SOURCE TEXT -
I hacked my own site with agentic AI. You probably should too.

If Claude Code with a few markdown files and browser access can hack your app in ten minutes, what do you think someone with actual bad intentions could do in two weeks?

That was the uncomfortable thought I had this morning while drinking coffee and eating French toast.

I have been using agents more in my normal development workflow. Not as fully automated GitHub robots that disappear and come back with PRs I do not understand, but more like another set of hands inside my own process. They read code, make changes, check the browser, run specs, and then I review the work like I would with any other developer.

I wrote more about that split in If it’s obvious an agent did the work, you’re doing it wrong.

This morning I pointed that same workflow at security.

I created a small pentesting Claude Code agent setup for ActionVFX: a few markdown files, instructions, and skills that helped it crawl a local version of our backend API and frontend site. I wanted it to behave more like a curious attacker, e.g.
Try endpoints.
Follow weird paths.
Compare similar flows.
Write proof specs.
Run them.
Bring back something I could verify.

ASSIGNED TASK 1 -
According to the post on hacking your own site with agentic AI, which company was the pentesting Claude Code agent setup created for?
ASSIGNED TASK 2 -
From the post on hacking your own site with agentic AI, transcribe the passage starting with "I wrote more" and going on through "Compare similar flows.".

SUPPLIED ENTRIES -
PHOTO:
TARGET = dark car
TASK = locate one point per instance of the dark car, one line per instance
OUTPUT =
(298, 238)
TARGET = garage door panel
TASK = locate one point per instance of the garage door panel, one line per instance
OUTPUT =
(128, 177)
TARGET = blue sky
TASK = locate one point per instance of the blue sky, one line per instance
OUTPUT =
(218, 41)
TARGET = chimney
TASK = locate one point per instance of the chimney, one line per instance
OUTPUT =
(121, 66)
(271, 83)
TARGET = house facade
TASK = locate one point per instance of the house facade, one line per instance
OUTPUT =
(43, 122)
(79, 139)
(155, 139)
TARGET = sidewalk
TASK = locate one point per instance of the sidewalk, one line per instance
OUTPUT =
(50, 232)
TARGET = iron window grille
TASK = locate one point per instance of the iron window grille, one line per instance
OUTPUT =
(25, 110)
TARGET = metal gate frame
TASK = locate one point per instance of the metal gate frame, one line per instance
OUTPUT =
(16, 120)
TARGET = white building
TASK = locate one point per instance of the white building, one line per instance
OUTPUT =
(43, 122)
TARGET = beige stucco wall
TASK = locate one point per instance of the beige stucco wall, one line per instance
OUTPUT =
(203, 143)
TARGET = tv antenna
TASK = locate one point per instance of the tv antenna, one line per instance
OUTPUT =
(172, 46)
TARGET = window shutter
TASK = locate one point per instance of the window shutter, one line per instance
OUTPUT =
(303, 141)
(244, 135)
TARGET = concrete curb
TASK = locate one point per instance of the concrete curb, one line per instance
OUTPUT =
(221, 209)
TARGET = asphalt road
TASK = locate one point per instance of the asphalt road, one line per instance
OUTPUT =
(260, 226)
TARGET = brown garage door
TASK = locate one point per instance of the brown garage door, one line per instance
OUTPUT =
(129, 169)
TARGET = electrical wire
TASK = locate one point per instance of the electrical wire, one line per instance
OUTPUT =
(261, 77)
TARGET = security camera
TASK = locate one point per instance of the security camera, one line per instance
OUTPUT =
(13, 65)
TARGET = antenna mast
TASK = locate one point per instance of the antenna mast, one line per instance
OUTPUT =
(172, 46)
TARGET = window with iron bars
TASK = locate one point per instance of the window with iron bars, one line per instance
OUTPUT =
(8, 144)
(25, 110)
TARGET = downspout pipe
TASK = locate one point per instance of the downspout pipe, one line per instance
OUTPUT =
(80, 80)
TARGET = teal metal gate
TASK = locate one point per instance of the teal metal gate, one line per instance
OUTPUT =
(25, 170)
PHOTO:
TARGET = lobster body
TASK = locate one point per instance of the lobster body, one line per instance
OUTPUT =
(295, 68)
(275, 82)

EXERCISE RESULT 1 -
ActionVFX

EXERCISE RESULT 2 -
I wrote more about that split in If it’s obvious an agent did the work, you’re doing it wrong.

This morning I pointed that same workflow at security.

I created a small pentesting Claude Code agent setup for ActionVFX: a few markdown files, instructions, and skills that helped it crawl a local version of our backend API and frontend site. I wanted it to behave more like a curious attacker, e.g.
Try endpoints.
Follow weird paths.
Compare similar flows.